### Written task:
Reproduce the following lines verbatim, preserving every character and line break.

-.-.-

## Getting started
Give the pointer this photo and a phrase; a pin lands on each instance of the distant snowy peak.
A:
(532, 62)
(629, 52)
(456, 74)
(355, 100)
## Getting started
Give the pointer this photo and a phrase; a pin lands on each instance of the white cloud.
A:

-.-.-

### Task answer:
## Getting started
Give the pointer this photo and a phrase; a pin lands on each instance of the distant snowy peak.
A:
(532, 62)
(629, 52)
(456, 74)
(355, 100)
## Getting started
Give the pointer this photo and a phrase; a pin lands on each instance of the white cloud.
A:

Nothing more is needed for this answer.